Start of Given records

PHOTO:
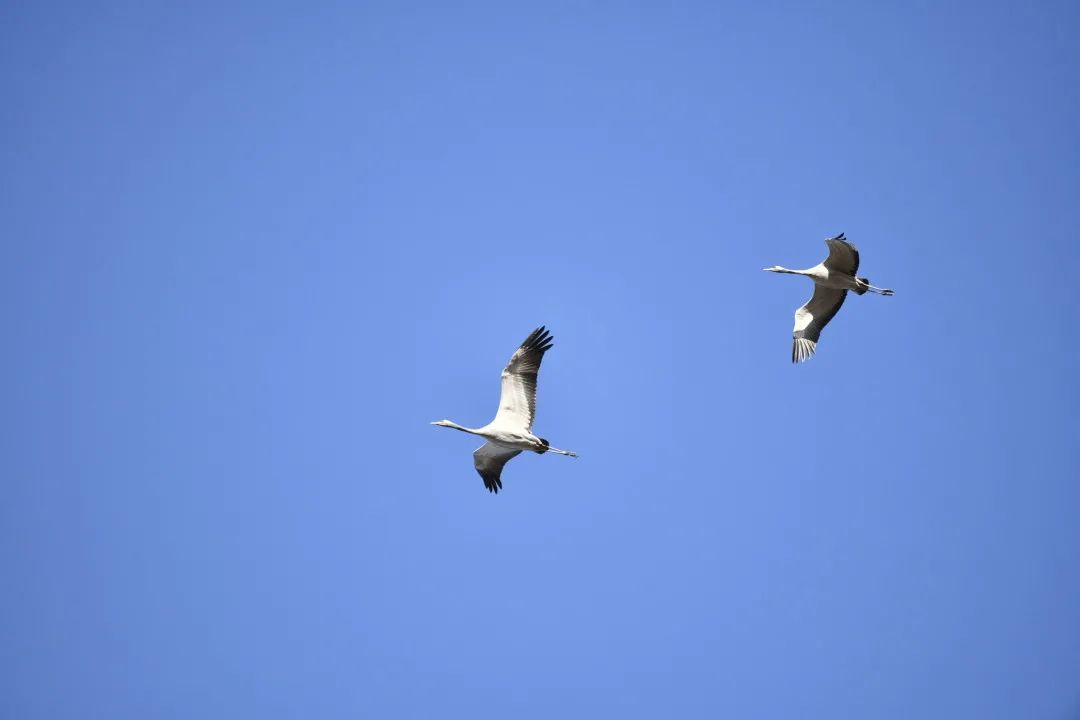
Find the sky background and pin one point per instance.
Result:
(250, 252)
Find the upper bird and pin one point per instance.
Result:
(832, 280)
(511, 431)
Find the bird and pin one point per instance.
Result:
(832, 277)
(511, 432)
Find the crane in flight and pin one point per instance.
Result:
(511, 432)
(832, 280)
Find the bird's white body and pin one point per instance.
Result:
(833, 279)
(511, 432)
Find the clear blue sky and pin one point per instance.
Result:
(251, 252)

End of Given records
Start of Given records

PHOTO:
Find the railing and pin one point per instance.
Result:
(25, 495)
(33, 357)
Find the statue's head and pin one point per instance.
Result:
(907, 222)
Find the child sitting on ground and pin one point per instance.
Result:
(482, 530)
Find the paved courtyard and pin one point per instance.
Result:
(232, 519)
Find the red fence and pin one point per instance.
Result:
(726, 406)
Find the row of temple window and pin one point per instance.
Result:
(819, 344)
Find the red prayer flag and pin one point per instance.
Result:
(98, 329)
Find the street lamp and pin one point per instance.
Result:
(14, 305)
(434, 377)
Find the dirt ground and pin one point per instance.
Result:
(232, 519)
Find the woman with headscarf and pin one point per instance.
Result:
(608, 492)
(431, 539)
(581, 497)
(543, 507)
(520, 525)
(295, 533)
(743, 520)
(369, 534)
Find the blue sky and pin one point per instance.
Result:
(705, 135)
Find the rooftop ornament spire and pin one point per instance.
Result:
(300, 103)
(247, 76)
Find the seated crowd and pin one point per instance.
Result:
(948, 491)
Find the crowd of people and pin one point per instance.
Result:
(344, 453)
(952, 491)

End of Given records

■ Try it ■
Which of the lines above include the string "blue"? Pick them out and copy them.

■ Output for this exercise ■
Find the clear blue sky and pin one point per instance.
Find the blue sky and pin one point per instance.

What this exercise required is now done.